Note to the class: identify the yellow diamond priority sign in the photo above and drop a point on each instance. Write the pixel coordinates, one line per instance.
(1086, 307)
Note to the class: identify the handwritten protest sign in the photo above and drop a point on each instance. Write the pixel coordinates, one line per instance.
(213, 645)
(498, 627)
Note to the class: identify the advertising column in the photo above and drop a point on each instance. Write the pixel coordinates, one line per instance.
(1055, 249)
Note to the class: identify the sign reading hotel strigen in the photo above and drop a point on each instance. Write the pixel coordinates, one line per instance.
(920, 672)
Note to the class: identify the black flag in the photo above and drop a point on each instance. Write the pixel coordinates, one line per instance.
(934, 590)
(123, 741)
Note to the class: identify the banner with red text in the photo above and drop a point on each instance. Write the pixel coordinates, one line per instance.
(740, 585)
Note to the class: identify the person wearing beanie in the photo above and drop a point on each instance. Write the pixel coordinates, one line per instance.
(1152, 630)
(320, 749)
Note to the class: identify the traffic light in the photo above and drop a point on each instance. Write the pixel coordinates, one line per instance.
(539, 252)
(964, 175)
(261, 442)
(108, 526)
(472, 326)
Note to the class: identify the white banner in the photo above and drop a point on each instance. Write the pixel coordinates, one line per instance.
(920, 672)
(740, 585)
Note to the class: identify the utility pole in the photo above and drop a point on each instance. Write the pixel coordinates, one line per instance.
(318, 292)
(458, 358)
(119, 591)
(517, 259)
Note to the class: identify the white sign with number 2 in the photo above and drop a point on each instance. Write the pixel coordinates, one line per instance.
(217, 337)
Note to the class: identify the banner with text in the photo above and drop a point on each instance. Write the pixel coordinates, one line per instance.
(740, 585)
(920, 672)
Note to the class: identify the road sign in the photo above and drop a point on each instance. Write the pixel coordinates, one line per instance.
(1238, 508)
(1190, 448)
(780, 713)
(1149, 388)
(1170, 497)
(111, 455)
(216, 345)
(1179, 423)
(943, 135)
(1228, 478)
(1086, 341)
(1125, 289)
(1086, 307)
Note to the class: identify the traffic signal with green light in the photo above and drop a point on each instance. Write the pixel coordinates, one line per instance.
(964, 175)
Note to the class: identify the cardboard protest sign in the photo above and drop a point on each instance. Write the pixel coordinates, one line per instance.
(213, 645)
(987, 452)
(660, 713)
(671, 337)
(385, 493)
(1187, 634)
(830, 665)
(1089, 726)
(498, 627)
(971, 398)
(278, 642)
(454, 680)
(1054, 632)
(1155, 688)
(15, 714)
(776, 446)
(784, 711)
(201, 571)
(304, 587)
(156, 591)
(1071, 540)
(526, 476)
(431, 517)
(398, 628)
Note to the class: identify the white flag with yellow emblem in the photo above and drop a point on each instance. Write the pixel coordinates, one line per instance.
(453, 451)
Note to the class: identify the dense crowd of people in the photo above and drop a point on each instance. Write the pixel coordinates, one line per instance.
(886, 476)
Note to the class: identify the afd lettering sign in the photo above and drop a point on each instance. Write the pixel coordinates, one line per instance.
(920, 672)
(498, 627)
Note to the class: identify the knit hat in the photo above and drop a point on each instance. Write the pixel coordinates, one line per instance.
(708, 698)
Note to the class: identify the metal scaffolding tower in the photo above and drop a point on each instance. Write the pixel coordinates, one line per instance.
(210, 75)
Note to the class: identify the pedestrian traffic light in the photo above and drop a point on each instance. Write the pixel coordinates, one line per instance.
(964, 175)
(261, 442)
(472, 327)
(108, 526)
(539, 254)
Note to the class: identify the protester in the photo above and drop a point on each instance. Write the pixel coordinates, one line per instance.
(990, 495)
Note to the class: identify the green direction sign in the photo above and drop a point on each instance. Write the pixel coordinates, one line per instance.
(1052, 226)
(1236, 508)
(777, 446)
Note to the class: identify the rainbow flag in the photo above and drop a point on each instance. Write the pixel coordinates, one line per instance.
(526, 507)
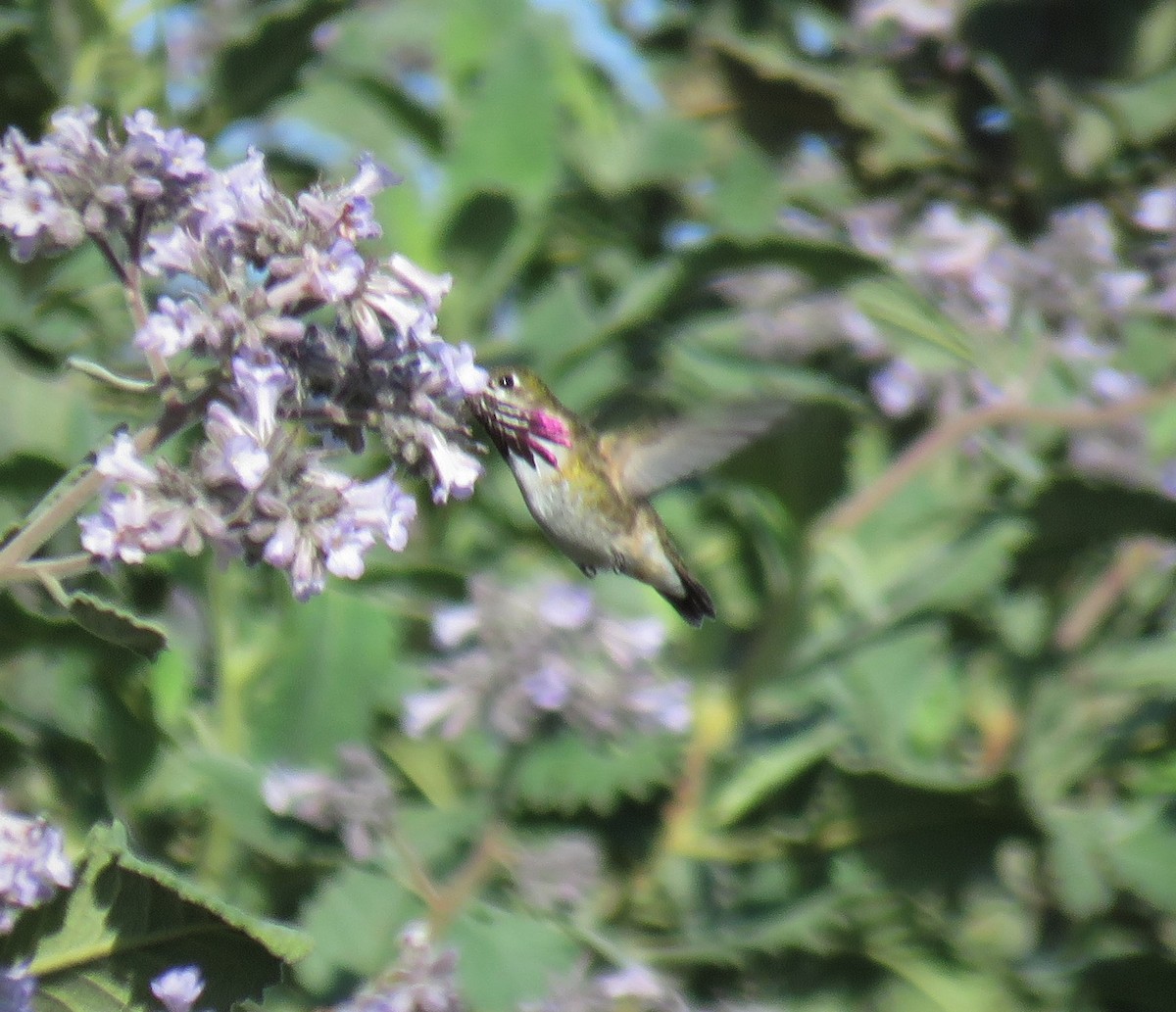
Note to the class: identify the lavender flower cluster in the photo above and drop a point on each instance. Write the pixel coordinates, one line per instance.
(422, 981)
(524, 657)
(271, 327)
(634, 988)
(358, 803)
(33, 865)
(1083, 284)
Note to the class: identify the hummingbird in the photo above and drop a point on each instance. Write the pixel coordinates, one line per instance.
(591, 493)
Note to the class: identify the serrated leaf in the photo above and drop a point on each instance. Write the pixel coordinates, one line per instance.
(569, 774)
(773, 769)
(905, 313)
(116, 625)
(510, 958)
(98, 946)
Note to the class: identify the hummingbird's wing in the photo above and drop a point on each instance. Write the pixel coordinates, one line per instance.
(646, 460)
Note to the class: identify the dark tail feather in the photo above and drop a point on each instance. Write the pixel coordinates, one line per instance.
(694, 604)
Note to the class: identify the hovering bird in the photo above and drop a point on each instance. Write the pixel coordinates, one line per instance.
(591, 493)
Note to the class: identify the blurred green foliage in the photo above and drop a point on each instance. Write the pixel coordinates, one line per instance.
(934, 758)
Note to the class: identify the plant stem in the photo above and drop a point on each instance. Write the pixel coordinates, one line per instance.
(957, 428)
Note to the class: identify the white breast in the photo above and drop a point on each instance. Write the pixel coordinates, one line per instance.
(579, 529)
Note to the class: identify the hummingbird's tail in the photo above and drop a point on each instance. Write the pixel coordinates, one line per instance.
(694, 603)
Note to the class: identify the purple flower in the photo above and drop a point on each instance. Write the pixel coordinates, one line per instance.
(523, 660)
(383, 507)
(171, 153)
(551, 687)
(348, 211)
(32, 214)
(235, 451)
(1157, 210)
(567, 605)
(175, 252)
(33, 865)
(17, 989)
(453, 624)
(236, 199)
(121, 462)
(423, 981)
(317, 275)
(358, 803)
(262, 384)
(454, 470)
(663, 705)
(1112, 384)
(404, 294)
(918, 18)
(175, 327)
(899, 388)
(463, 376)
(179, 988)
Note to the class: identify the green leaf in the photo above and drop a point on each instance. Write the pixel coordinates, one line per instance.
(770, 770)
(117, 625)
(569, 772)
(509, 959)
(506, 139)
(97, 947)
(904, 313)
(338, 657)
(356, 919)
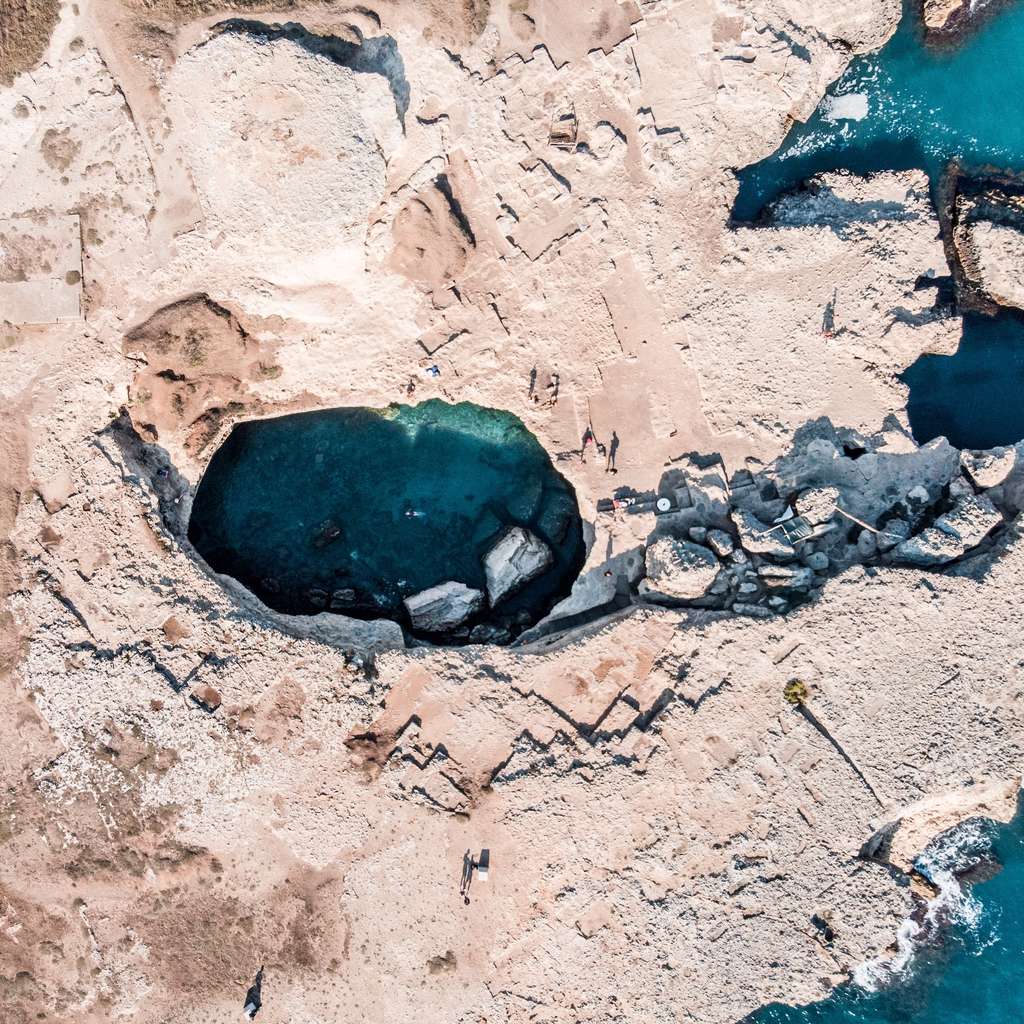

_THE REQUEST_: Which lines of the items above contain the string "traffic", with case counting? Pull out each of those lines in full.

_ANSWER TO THE PROBLEM_:
Note to the class: identify the traffic light in the photo above and drop a point on each instance. Write the pixel coordinates, one line per instance.
Note to the class: identify the traffic signal with green light in the photo above and drop a point on each instance. Write the pixel coordinates, one line per instance.
Note to the class: identify the pedestrian traffic light in the photo above and drop a point on each instance. Write the pixel coordinates, one line per instance.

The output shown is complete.